# Reflection Essay on Car Accidents

## Introduction

Crash, boom, bang! In an instant, a car accident can change a person’s life forever. Each year, many unsuspecting drivers, passengers, and pedestrians are killed on the roads of the United States. The main question we ask ourselves is why? Are people killed because of high speed crashes? Did the airbags not deploy at the proper time? Were the roads in acceptable conditions? Unfortunately, we can not always determine the causes of all accidents, simply because we were not on the scene of the accident. There are many different reasons why fatal car accidents occur.

Some accidents involve distractions, alcohol consumption, road hazards, or inclement weather. In this econometric paper, the goal is to determine why fatal car accidents occur and what we can do to prevent a possible fatal accident from occurring. II. Empirical Model Specification The following empirical equation is used to determine fatal car accidents (per 100,000 registered vehicles) using ten independent variables. Cross sectional data is collected from 2003, from all fifty states. Eq (1): FCA = f(FUN, SAF, MIL, GAS, SPD, SBT, ROD, DRIY, DRIS, SUV + error term)

Where FCA measures the total number of fatal car accidents per 100,000 registered vehicles. Table 1 lists the independent variables, their definitions, and their expected effect on fatal car accidents. Specifically, this variable is measured by the amount of dollars spent in 2003 (in thousands) for funding highways, divided by the total road length miles (in thousands) in 2003 for each of the fifty states. According to Peters (2004), SAFETEA or The Safe, Accountable, Flexible, and Efficient Transportation Equity Act of 2003 is greatly increasing highway funding and making roads safer.

**Extracted material**
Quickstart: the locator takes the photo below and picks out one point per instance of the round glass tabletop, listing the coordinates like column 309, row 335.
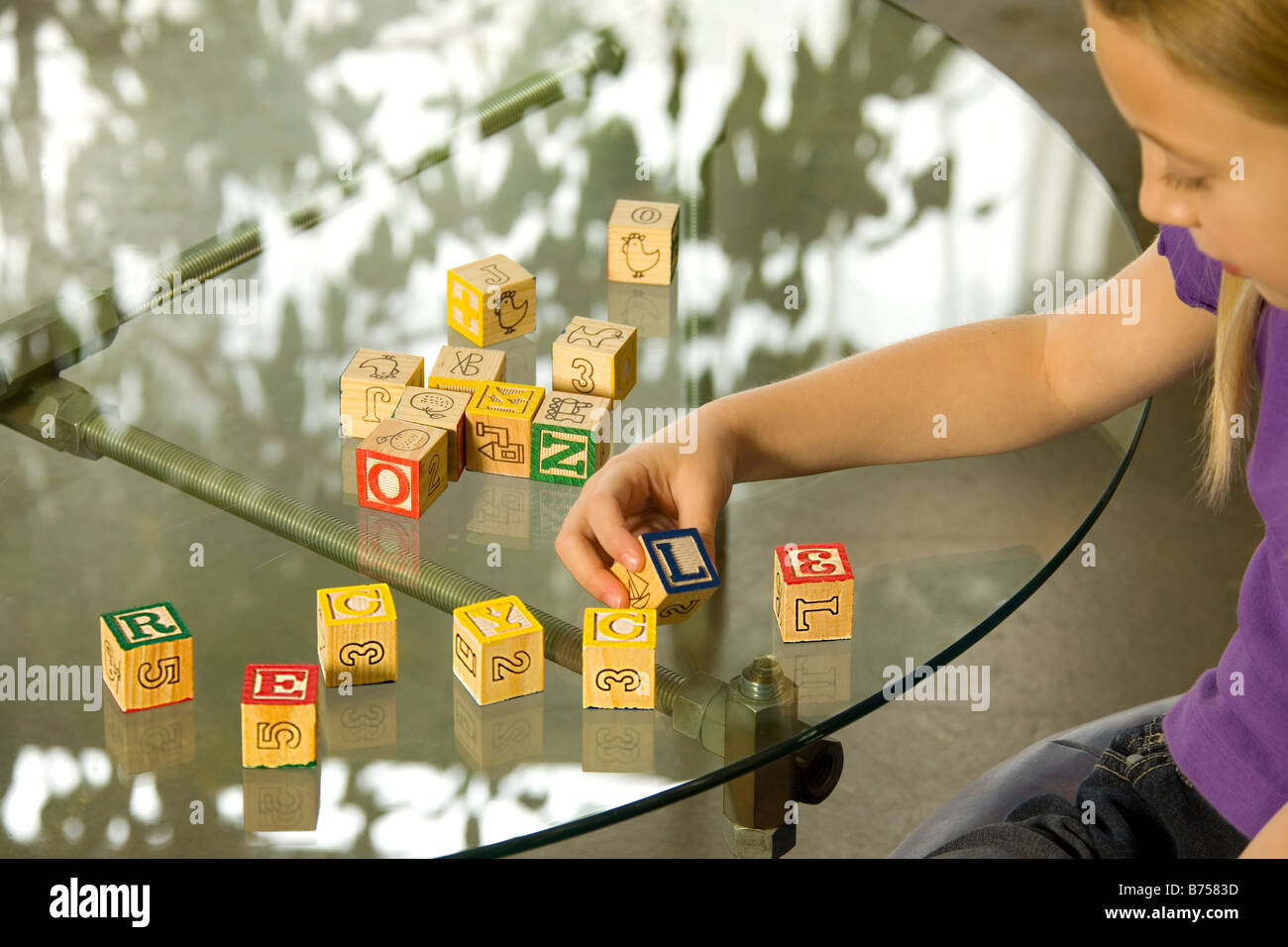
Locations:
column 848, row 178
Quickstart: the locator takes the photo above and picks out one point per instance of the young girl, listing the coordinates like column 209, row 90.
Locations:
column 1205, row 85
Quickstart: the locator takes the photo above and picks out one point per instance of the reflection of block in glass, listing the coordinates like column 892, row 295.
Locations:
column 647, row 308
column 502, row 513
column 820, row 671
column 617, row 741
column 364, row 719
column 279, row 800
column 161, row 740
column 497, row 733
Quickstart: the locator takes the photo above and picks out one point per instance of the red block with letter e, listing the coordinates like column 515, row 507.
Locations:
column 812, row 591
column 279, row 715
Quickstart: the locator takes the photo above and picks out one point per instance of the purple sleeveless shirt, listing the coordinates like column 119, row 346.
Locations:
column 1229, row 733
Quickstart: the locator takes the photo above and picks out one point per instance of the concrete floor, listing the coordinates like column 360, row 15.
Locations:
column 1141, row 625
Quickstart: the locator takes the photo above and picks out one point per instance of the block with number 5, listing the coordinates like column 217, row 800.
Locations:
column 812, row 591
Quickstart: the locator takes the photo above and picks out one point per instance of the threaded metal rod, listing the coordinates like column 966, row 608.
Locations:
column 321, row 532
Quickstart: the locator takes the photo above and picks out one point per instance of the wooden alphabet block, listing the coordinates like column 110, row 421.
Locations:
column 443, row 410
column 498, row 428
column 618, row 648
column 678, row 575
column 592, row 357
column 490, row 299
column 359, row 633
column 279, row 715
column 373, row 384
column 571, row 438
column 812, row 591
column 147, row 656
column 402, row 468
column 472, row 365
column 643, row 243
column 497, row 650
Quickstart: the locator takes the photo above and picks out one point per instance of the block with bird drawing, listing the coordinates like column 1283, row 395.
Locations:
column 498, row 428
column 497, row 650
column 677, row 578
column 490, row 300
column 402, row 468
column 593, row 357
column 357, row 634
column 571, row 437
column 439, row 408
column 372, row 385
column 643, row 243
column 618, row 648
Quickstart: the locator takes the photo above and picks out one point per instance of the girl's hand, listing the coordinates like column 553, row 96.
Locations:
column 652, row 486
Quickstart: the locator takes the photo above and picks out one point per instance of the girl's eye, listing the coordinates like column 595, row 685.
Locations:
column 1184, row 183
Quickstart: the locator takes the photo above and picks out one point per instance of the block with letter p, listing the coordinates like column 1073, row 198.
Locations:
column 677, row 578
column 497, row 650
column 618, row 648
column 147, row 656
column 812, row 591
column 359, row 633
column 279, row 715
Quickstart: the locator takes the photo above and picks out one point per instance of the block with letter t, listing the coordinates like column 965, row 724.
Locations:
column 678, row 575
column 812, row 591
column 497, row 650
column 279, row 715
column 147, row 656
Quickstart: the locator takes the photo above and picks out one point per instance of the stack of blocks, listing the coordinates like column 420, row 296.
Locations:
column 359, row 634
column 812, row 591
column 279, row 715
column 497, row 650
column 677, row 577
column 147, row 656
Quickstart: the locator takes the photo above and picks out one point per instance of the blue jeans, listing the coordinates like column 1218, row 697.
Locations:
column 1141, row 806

**Directions**
**a.** Answer these questions from the car accident essay:
(i) From which year is the cross-sectional data collected?
(ii) How many independent variables does the empirical equation use?
(iii) What does FCA measure?
**b.** Quote the car accident essay, beginning at the words "Where FCA measures" and stopping after "making roads safer.".
The rows have no part in this work.

**Full answers**
**a.**
(i) 2003
(ii) Ten
(iii) The total number of fatal car accidents per 100,000 registered vehicles

**b.**
Where FCA measures the total number of fatal car accidents per 100,000 registered vehicles. Table 1 lists the independent variables, their definitions, and their expected effect on fatal car accidents. Specifically, this variable is measured by the amount of dollars spent in 2003 (in thousands) for funding highways, divided by the total road length miles (in thousands) in 2003 for each of the fifty states. According to Peters (2004), SAFETEA or The Safe, Accountable, Flexible, and Efficient Transportation Equity Act of 2003 is greatly increasing highway funding and making roads safer.